III, 430 – Entwarnung at high noon

Entbunkert wieder. Entwarnung heut’ at high noon. Der Rücken tat mir weh: vorgebeugt über den Bildschirm Zahlen in eine Tabelle (Gewinn- und Verlustrechnung) einfügen vor der endgültigen Abgabe. Das CAT-Programm hatte sie nicht übersetzt, weil sie als Image eingestellt war, aber ich konnte die Tabelle vom letzten Jahr kopieren (sich jährlich wiederholender Bericht zum Jahresabschluss). Auch keine Bomber mehr im letzten Moment, aber wer weiß. Die Russin der einen Agentur agiert immer ziemlich spät. “Dottor Lampe?” Sie ruft auch immer gleich an. “Ma non sono dottore.” “E come La chiamo?” “Bruno.” Seit der Rückkehr aus Wien schon 250 Seiten (à 1500 Anschläge) abgeliefert.
Easy afternoon. Etwas müde. Trifft zu: „Ja, man wird alt. Ungepflegt, von schrägen Gewohnheiten in fantastische Formen verwittert, vor allem müde.“ (Cotten, Lyophilia) “Fantastische Formen” betrifft aufs neue des Morgens das Haar. Antonio ist wieder überfällig. “Schräge Gewohnheiten”!
Und beobachten, wie Lesebändchen Wein trinken! Die Lesebändchen hatten dabei dieselbe Farbe wie der Wein. Ist aber auch schon wieder ein Weilchen her, daß ich zuletzt im Lukrez gelesen (etwas doch endlich mal “auslesen”, wenngleich nebenbei sich der heilje Franz von Assisi, der Florentiner Pratolini, der akademisch-deutsch-schräge Freytag (lese sie, die ‘Verlorene Handschrift’) mittlerweile als Kuriosum, anders geht’s nich’) tummeln (Handke hat mittlerweile seine Spur unterbrochen, weil er, ausgelesen, nunmehr wieder entflogen, Sätze hinterlassend (Sätze hinterlassen!) und einen von Goethe (“G.”) beeindruckten Handke)). Heute erst wieder. Nur heute werden sie wohl nicht aus dem Wein trinken. Der Stapel links ist niedriger. Neulich war er höher, und das Weinglas ungünstig genug abgestellt, daß der Lukrez so zu liegen kam, daß eben die Lesebändchen usw. usf.

Datenauszug:
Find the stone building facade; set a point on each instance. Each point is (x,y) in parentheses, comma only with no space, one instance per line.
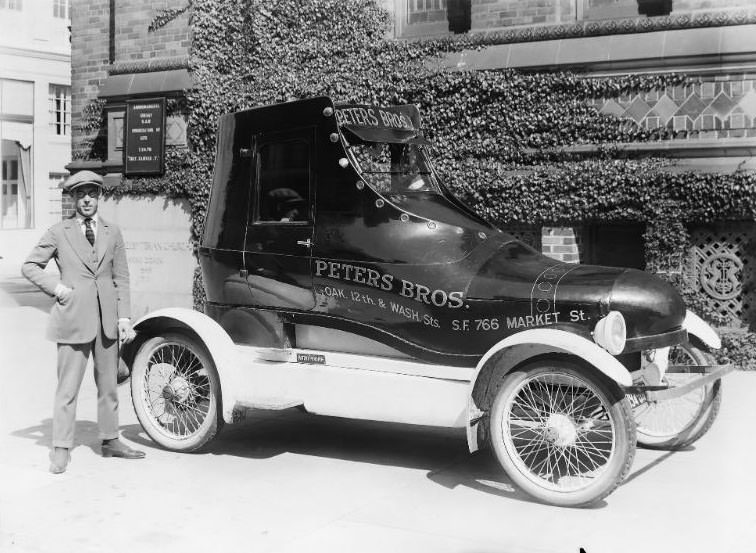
(709,125)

Aufgaben:
[1] Fasse den Absatz des Lesetexts, der mit „Entbunkert wieder“ beginnt, in Stichpunkten kürzer zusammen und behalte dabei die wichtigsten Fakten.
[2] Nenne alle Personennamen, die im letzten Absatz des Lesetexts vorkommen, der mit „Und beobachten“ beginnt.
[3] Gib den Abschnitt des Lesetexts wörtlich wieder, der mit den Worten „Entbunkert wieder. Entwarnung“ beginnt und mit „1500 Anschläge) abgeliefert.“ endet.

Lösungen:
[1]
- Entwarnung heute mittags.
- Rückenschmerzen vom vorgebeugten Einfügen von Zahlen in eine Tabelle (Gewinn- und Verlustrechnung) vor der endgültigen Abgabe.
- Das CAT-Programm hatte die Tabelle nicht übersetzt, weil sie als Image eingestellt war. Die Tabelle vom letzten Jahr ließ sich aber kopieren (jährlicher Bericht zum Jahresabschluss).
- Keine Bomber mehr im letzten Moment, was aber ungewiss bleibt.
- Die Russin einer Agentur handelt meist spät und ruft gleich an. Auf die Anrede „Dottor Lampe“ folgt die Richtigstellung, kein Doktor zu sein, und die Antwort „Bruno“.
- Seit der Rückkehr aus Wien sind 250 Seiten (à 1500 Anschläge) abgeliefert.

[2]
- Lukrez
- Franz von Assisi
- Pratolini
- Freytag
- Handke
- Goethe

[3]
Entbunkert wieder. Entwarnung heut’ at high noon. Der Rücken tat mir weh: vorgebeugt über den Bildschirm Zahlen in eine Tabelle (Gewinn- und Verlustrechnung) einfügen vor der endgültigen Abgabe. Das CAT-Programm hatte sie nicht übersetzt, weil sie als Image eingestellt war, aber ich konnte die Tabelle vom letzten Jahr kopieren (sich jährlich wiederholender Bericht zum Jahresabschluss). Auch keine Bomber mehr im letzten Moment, aber wer weiß. Die Russin der einen Agentur agiert immer ziemlich spät. “Dottor Lampe?” Sie ruft auch immer gleich an. “Ma non sono dottore.” “E come La chiamo?” “Bruno.” Seit der Rückkehr aus Wien schon 250 Seiten (à 1500 Anschläge) abgeliefert.